--- Start Material supplied ---

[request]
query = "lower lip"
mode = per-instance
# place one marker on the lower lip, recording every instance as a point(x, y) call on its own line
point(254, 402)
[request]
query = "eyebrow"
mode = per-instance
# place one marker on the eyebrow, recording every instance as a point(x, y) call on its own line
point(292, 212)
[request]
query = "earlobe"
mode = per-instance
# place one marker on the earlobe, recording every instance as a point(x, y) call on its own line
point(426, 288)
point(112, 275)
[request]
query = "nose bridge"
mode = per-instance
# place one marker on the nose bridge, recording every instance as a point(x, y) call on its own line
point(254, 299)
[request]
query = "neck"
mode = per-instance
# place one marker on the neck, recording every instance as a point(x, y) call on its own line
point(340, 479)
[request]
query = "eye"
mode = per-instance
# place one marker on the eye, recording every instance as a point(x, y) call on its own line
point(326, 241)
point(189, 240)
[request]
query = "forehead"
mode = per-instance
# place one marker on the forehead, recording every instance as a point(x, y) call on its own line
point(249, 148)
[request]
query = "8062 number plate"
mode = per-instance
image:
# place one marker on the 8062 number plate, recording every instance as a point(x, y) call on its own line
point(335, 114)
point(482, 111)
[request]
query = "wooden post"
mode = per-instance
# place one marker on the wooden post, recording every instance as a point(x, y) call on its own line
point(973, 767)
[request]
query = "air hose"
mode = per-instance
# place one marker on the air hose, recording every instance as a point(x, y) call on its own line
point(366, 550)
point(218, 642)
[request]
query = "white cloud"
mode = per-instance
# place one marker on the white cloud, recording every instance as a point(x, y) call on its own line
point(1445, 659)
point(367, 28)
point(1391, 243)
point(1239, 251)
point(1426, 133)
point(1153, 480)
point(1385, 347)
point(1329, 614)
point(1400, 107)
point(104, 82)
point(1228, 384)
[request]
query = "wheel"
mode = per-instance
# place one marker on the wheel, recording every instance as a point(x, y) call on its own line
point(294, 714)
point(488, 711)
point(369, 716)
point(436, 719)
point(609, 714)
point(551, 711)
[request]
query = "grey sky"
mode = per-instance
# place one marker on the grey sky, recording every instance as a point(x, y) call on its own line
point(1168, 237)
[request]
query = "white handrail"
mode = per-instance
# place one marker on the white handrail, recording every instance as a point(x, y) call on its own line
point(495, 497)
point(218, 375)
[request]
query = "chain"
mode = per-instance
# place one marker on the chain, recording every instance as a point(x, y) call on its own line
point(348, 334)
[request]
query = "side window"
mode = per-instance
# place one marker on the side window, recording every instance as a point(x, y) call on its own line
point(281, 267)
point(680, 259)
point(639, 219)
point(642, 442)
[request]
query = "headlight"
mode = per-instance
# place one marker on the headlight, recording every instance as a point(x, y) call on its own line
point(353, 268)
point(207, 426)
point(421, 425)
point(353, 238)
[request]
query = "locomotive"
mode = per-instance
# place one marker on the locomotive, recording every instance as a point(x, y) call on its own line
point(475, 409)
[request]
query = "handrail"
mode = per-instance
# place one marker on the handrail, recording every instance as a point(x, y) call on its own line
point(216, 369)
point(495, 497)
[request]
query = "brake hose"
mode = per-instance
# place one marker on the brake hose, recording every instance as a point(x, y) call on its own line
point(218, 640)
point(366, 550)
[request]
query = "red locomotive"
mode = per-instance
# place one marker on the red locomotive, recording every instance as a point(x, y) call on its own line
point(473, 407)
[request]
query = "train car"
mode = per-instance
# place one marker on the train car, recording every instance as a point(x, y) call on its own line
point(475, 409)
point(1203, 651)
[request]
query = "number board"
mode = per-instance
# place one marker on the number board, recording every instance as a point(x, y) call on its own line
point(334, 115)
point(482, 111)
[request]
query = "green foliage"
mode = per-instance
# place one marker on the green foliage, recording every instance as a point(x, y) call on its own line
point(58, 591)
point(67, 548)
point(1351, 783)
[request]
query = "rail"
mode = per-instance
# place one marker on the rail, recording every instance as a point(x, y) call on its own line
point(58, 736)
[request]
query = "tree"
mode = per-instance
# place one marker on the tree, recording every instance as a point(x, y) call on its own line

--- End Material supplied ---

**Short problem:** Rewrite the rows above with every occurrence of "per-instance" replaced by "all-instances", and leave everything else as it is.

**Reply:**
[request]
query = "lower lip"
mode = all-instances
# place one marker on the lower lip, recording every instance as a point(x, y) call on its own line
point(254, 402)
[request]
query = "eyebrow"
mode = all-instances
# place one marker on the eyebrow, recording every instance as a point(x, y) call on its own line
point(292, 212)
[request]
query = "earlobe"
mode = all-instances
# place one marker on the earlobe, recording every instance as a point(x, y) call on its own line
point(426, 288)
point(112, 275)
[request]
query = "nose bridge"
mode = all-instances
# place one marker on the nose bridge, recording every instance as a point(x, y) call on its own line
point(254, 299)
[request]
query = "neck"
mode = all-instances
# place one marker on the neck, recording every instance as a point(x, y) call on its own line
point(340, 479)
[request]
query = "eye"
mode = all-instances
# place one marker on the eye, recording every instance as a point(x, y) call on its own line
point(326, 241)
point(189, 240)
[request]
query = "forehead"
mode = all-instances
# place one marker on the forehead, recording every instance as a point(x, y) call on its own line
point(249, 148)
[request]
query = "8062 number plate"
mode = all-instances
image:
# place one marker on the 8062 number plate, recording every instance as a point(x, y) call on its own line
point(335, 114)
point(482, 111)
[request]
query = "wooden post"
mode = all-instances
# place one marker on the wooden post, recording every instance as a point(x, y) call on its own line
point(973, 767)
[request]
query = "air hose"
mode = all-instances
# place one marker on the air hose, recording every instance as a point(x, y) call on its own line
point(366, 550)
point(218, 642)
[request]
query = "white cloud"
mode = all-instances
# place one marker on the white cloud, recording every instance as a point(x, y) call on its own line
point(1445, 659)
point(367, 28)
point(1391, 243)
point(1239, 251)
point(1426, 133)
point(1153, 480)
point(1385, 347)
point(1329, 614)
point(1400, 107)
point(104, 82)
point(1228, 384)
[request]
query = "wheel"
mode = all-instances
# place one marker on the wheel, recording every instance as a point(x, y) call on its own line
point(294, 714)
point(488, 711)
point(369, 716)
point(436, 719)
point(609, 714)
point(551, 711)
[request]
query = "grey sky"
mode = all-instances
# place one marker on the grey sky, recording every instance as a point(x, y) call on its own line
point(1168, 237)
[request]
query = "white handrail"
mode = all-instances
# place one marker on the white handrail, recording every instance as a point(x, y) call on its own line
point(495, 497)
point(218, 375)
[request]
query = "chain"
mode = all-instances
# place one marker on the chain, recording every instance as a point(x, y) call on its own line
point(348, 334)
[request]
query = "side window"
mode = all-instances
# place one marker on the side window, recording every instance as a point(x, y) call on its own line
point(281, 267)
point(680, 259)
point(639, 219)
point(642, 442)
[request]
query = "headlight"
mode = all-instances
# place one marker on the headlight, recording every instance as a point(x, y) call on its own line
point(353, 268)
point(207, 426)
point(421, 425)
point(353, 238)
[request]
query = "locomotive"
mode = all-instances
# place one marker on the locomotive, recording every instance as a point(x, y) call on its own line
point(475, 409)
[request]
query = "handrail"
mode = all-instances
# place one marker on the handrail, recording every instance as a point(x, y) call on its own line
point(216, 369)
point(495, 497)
[request]
query = "brake hose"
mode = all-instances
# place one marker on the brake hose, recording every instance as a point(x, y) call on its own line
point(218, 640)
point(366, 550)
[request]
query = "red locomotive"
mode = all-instances
# place one marker on the red locomotive, recording every instance as a point(x, y) call on its own line
point(473, 407)
[request]
query = "train car"
mode = all-instances
# place one marker on the train car, recording every instance as a point(x, y) call on its own line
point(475, 409)
point(1203, 651)
[request]
query = "number board"
mode = all-instances
# place one marker on the number board, recording every instance as a point(x, y) call on its own line
point(334, 115)
point(482, 111)
[request]
query = "green foliage"
mode = all-instances
# place one marker on the green foliage, recording every instance as a point(x, y) call on its own line
point(58, 591)
point(67, 548)
point(1351, 783)
[request]
query = "rail"
mode = all-instances
# place one marker on the rail, recording every instance as a point(x, y) call on its own line
point(58, 736)
[request]
query = "tree"
mode = all-instances
# place one marker on the tree, recording every instance as a point(x, y) call on its own line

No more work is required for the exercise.